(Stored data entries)
============

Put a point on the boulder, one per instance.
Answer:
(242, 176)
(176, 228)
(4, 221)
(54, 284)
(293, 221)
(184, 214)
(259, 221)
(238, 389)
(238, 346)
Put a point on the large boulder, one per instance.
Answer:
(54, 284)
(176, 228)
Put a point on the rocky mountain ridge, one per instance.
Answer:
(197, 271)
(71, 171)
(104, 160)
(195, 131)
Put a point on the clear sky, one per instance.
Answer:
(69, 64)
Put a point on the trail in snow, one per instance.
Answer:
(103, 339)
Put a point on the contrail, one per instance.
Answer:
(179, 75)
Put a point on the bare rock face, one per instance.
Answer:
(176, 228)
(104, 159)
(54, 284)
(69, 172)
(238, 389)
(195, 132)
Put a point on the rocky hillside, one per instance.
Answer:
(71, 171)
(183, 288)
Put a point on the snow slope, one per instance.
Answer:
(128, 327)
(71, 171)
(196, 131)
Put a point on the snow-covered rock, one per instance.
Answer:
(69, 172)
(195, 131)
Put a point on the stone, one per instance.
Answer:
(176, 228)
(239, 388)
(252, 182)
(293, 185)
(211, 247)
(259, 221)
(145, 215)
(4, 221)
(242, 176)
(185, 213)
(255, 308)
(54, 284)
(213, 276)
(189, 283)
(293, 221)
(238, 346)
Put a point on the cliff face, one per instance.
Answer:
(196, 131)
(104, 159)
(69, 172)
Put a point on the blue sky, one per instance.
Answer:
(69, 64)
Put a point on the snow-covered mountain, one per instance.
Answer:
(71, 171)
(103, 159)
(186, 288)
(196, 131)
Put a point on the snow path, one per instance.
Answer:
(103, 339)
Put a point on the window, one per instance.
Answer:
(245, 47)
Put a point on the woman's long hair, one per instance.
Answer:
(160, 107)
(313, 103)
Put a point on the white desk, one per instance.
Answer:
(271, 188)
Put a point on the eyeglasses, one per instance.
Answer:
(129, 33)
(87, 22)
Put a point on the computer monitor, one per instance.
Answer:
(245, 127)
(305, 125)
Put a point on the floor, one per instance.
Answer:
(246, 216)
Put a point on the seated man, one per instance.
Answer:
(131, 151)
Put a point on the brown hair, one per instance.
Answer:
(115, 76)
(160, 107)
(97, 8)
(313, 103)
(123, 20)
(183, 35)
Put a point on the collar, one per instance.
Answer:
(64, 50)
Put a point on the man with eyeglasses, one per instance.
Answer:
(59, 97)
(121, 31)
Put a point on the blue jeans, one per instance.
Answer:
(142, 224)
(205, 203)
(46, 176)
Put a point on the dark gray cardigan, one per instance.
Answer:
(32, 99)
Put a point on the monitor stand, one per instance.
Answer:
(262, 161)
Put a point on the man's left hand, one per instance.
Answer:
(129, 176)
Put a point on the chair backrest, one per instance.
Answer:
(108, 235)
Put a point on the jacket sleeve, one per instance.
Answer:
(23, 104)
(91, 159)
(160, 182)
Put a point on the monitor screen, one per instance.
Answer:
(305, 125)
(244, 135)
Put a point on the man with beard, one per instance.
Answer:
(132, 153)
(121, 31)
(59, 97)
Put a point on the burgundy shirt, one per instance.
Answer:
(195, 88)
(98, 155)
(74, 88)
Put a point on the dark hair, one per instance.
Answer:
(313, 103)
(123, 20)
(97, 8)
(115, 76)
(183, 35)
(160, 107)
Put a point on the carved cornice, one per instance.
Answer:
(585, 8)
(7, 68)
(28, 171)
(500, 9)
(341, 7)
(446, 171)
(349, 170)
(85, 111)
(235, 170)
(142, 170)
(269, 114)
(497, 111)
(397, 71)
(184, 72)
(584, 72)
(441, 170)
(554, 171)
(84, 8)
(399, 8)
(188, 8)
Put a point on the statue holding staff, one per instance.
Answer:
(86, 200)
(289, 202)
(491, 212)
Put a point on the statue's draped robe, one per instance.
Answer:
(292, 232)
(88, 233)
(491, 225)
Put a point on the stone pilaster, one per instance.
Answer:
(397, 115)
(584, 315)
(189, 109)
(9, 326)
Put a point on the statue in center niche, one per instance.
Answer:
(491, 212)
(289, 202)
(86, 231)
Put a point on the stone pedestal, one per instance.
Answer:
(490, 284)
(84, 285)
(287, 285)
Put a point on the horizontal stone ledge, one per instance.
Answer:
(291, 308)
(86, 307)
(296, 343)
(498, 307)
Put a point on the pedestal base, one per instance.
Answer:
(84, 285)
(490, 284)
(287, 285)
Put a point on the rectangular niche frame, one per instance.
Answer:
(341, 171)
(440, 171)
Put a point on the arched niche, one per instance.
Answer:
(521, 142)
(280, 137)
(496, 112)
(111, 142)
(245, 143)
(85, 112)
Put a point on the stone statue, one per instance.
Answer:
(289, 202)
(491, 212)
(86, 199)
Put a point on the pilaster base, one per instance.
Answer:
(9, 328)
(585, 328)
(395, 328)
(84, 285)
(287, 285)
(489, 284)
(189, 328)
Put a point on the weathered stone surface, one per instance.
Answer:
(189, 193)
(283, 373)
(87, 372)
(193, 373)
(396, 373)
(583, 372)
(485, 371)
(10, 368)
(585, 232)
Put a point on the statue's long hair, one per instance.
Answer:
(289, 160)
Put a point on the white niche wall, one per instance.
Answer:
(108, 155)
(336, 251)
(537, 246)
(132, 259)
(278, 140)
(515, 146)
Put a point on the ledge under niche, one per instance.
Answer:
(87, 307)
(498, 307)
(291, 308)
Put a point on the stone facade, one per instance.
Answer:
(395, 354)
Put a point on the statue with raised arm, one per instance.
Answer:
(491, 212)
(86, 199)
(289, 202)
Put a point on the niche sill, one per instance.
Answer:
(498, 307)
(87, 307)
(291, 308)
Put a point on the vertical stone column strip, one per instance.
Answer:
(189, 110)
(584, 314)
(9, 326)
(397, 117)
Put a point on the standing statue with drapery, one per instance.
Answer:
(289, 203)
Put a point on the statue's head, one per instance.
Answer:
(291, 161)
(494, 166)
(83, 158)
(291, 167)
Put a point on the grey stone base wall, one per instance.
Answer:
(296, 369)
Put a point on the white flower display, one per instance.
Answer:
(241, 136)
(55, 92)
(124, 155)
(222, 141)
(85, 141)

============

Please work out how many lines in the data include "with"; write that number only.

YOUR SOLUTION:
4